■ Task brief
Copy every record below, exactly as written.
************
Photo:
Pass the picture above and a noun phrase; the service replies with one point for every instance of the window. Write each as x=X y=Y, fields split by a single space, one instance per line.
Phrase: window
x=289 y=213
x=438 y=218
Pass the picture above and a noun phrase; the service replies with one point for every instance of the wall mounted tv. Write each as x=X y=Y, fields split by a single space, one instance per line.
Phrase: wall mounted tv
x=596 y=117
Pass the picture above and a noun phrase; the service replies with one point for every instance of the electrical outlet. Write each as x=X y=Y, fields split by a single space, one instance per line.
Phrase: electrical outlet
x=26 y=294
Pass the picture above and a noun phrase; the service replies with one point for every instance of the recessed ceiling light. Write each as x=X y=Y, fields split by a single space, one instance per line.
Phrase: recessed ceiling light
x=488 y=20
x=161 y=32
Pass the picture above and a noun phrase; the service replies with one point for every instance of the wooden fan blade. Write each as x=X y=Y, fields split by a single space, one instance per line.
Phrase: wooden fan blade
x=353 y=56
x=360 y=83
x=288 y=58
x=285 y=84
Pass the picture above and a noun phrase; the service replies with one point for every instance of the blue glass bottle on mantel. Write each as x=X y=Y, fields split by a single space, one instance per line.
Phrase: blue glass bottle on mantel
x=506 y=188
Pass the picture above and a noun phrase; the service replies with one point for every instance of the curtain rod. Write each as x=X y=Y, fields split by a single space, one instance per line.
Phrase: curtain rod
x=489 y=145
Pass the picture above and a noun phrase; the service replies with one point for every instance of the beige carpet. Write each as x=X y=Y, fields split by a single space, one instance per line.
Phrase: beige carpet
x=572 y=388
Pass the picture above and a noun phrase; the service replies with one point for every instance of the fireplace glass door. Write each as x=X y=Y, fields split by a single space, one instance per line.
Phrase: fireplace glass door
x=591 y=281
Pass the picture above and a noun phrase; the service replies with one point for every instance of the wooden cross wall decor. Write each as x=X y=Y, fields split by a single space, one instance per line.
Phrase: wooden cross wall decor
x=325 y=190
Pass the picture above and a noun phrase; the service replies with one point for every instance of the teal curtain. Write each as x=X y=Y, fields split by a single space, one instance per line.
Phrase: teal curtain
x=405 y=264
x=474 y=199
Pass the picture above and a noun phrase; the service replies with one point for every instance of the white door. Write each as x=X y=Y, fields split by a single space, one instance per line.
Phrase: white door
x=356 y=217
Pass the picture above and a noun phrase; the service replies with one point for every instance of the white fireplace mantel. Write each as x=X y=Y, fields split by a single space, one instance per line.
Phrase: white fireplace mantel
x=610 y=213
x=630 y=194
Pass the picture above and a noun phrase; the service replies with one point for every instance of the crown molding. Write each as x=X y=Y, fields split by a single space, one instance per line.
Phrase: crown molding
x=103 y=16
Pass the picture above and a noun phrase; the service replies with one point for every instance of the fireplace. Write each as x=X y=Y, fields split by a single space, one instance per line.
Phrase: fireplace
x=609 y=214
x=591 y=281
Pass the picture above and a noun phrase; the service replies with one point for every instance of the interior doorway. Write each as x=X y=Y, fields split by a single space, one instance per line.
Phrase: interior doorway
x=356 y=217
************
■ Answer for the task
Photo:
Pass the picture above and a noun phrase; the service replies with one point for every instance of the window. Write each as x=X y=Y, fields split by a single space, one instance per line.
Phrase: window
x=289 y=213
x=438 y=218
Pass the picture above and a noun phrase; the service replies with one point for every instance of the wall mounted tv. Write each as x=X y=Y, fields split by a single space, one instance per line.
Phrase: wall mounted tv
x=596 y=117
Pass the picture above and a noun phrase; the service replies with one point for every instance of the electrical outlet. Write each as x=X y=Y, fields split by a single space, one instance per line.
Phrase: electrical outlet
x=26 y=294
Pass the picture above and a noun phrase; the service replies with one point for every instance of the recessed ceiling light. Write each as x=X y=Y, fields split by a single space, one instance per line.
Phrase: recessed ceiling light
x=488 y=20
x=161 y=32
Pass the picture above and a noun phrase; the service replies with one point for every instance of the wooden fan blade. Write each as x=X y=Y, fields split by a single space, one instance per line.
Phrase: wooden fan blade
x=353 y=56
x=360 y=83
x=288 y=58
x=285 y=84
Pass the picture above and a noun phrase; the service replies with one point for every instance of the blue glass bottle on mantel. Write each as x=X y=Y, fields split by a single space, one instance per line.
Phrase: blue glass bottle on mantel
x=506 y=188
Pass the picture above and a noun phrase; the service replies with one point for every instance of the curtain rod. Write each as x=X y=Y, fields split by a single space, one instance per line.
Phrase: curtain rod
x=489 y=145
Pass the picture above and a noun phrase; the service replies with one point for every instance of the beige carpet. Write each as x=X y=Y, fields split by a single space, one instance per line.
Phrase: beige carpet
x=572 y=388
Pass the picture above and a noun phrase; the service replies with one point for every instance of the fireplace glass door. Write each as x=X y=Y, fields split by a single space, one instance per line.
Phrase: fireplace glass door
x=591 y=281
Pass the picture above and a noun phrase; the service replies with one point for every instance of the wooden cross wall decor. Write each as x=X y=Y, fields split by a single space, one instance per line.
Phrase: wooden cross wall decor
x=325 y=190
Pass the picture above and a noun phrase; the service replies with one point for every instance of the teal curtain. Write each as x=X y=Y, fields split by a single space, one instance per line.
Phrase: teal curtain
x=405 y=264
x=474 y=199
Pass the picture above and a noun phrase; the service replies with one point for every instance of the white door. Write each as x=X y=Y, fields split by a single space, one instance per line.
Phrase: white door
x=356 y=217
Pass the picture above and a noun phrase; the service replies with one point for every instance of the white fireplace mantel. Write each as x=X y=Y, fields split by a single space, one instance per line.
Phrase: white fireplace mantel
x=610 y=213
x=630 y=194
Pass the picture above and a noun phrase; the service replies with one point for every instance of the crown molding. Write each as x=X y=Y, fields split by a single space, one instance per line.
Phrase: crown molding
x=103 y=16
Pass the picture above and a noun phrase; the service replies with one point for every instance of the fireplace. Write each as x=X y=Y, fields split by a single space, one instance per line.
Phrase: fireplace
x=609 y=214
x=591 y=281
Pass the picture above and a noun phrase; the service replies with one point for every instance of the interior doorway. Write each as x=X y=Y, fields split by a single space, one instance per line.
Phrase: interior doorway
x=356 y=217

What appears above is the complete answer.